● GIVEN INSTRUCTION: Reproduce the listing below line for line, leaving every character unchanged.
--- Start of PROVIDED RECORDS ---
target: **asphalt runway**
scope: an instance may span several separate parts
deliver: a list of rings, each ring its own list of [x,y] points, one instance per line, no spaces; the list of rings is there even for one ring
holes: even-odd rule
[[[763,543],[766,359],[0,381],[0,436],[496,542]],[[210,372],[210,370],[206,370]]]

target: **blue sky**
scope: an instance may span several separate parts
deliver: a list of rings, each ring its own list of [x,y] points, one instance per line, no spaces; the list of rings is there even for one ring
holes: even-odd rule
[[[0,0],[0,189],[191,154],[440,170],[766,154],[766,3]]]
--- End of PROVIDED RECORDS ---
● CORRECT OUTPUT:
target: **asphalt runway**
scope: an instance may span several separate parts
deliver: a list of rings, each ring its own list of [x,y] points, one instance per line, no spaces; the list of rings is there even for one ring
holes: even-odd rule
[[[763,543],[766,359],[0,381],[0,436],[496,542]],[[210,372],[210,370],[206,370]]]

target: **blue sky**
scope: an instance may span several separate parts
deliver: a list of rings, each ring its own list of [x,y] points, one instance per line, no spaces; the list of rings is there even for one ring
holes: even-odd rule
[[[0,0],[0,189],[191,154],[440,170],[766,154],[766,3]]]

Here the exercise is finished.